- TO DO
The records that follow must be repeated verbatim, every one of them.

___ TASK DATA ___

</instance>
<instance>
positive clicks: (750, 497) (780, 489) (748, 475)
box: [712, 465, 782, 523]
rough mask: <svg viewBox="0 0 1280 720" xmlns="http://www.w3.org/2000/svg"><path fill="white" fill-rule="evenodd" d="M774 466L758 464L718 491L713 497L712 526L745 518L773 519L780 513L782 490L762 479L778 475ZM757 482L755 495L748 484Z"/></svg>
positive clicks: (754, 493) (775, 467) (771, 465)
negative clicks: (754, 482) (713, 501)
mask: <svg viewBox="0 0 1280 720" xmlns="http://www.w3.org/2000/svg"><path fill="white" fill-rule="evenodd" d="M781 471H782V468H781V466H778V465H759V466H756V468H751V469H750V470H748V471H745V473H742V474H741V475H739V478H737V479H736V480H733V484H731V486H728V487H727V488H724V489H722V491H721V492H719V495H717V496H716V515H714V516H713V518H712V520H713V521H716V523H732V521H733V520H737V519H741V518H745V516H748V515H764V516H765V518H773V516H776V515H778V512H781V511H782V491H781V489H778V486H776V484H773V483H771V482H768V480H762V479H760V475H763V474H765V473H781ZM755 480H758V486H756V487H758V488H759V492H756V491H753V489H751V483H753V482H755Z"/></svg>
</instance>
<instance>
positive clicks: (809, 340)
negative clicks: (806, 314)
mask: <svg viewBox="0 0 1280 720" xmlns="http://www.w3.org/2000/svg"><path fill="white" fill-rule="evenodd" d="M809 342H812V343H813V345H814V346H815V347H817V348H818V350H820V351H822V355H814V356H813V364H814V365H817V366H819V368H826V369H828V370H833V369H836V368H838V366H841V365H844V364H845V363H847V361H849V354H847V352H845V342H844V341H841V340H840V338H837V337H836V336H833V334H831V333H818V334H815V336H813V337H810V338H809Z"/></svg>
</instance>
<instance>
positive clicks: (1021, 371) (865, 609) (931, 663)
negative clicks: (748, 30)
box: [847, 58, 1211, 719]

___

- YOUR RESPONSE
</instance>
<instance>
positive clicks: (750, 497) (780, 489) (748, 475)
box: [712, 465, 782, 523]
rough mask: <svg viewBox="0 0 1280 720" xmlns="http://www.w3.org/2000/svg"><path fill="white" fill-rule="evenodd" d="M774 466L758 464L718 491L713 497L712 526L745 518L773 519L780 513L782 490L762 479L778 475ZM757 482L755 495L748 484Z"/></svg>
positive clicks: (754, 493) (775, 467) (771, 465)
negative clicks: (754, 482) (713, 501)
mask: <svg viewBox="0 0 1280 720" xmlns="http://www.w3.org/2000/svg"><path fill="white" fill-rule="evenodd" d="M781 471H782V468H781V466H778V465H759V466H756V468H751V469H750V470H748V471H745V473H742V474H741V475H739V478H737V479H736V480H733V484H731V486H728V487H727V488H724V489H722V491H721V492H719V495H717V496H716V515H714V516H713V518H712V520H713V521H716V523H732V521H733V520H737V519H741V518H745V516H748V515H764V516H765V518H773V516H776V515H778V512H781V511H782V491H781V489H778V486H776V484H773V483H771V482H768V480H762V479H760V475H763V474H765V473H781ZM755 480H758V486H756V487H758V488H759V492H756V491H753V489H751V483H753V482H755Z"/></svg>
</instance>
<instance>
positive clicks: (809, 340)
negative clicks: (806, 314)
mask: <svg viewBox="0 0 1280 720" xmlns="http://www.w3.org/2000/svg"><path fill="white" fill-rule="evenodd" d="M809 342H812V343H813V345H814V346H815V347H817V348H818V350H820V351H822V355H814V356H813V364H814V365H817V366H819V368H826V369H828V370H833V369H836V368H838V366H841V365H844V364H845V363H847V361H849V354H847V352H845V342H844V341H841V340H840V338H837V337H836V336H833V334H831V333H818V334H815V336H813V337H810V338H809Z"/></svg>
</instance>
<instance>
positive clicks: (1021, 371) (865, 609) (931, 663)
negative clicks: (748, 30)
box: [847, 58, 1211, 719]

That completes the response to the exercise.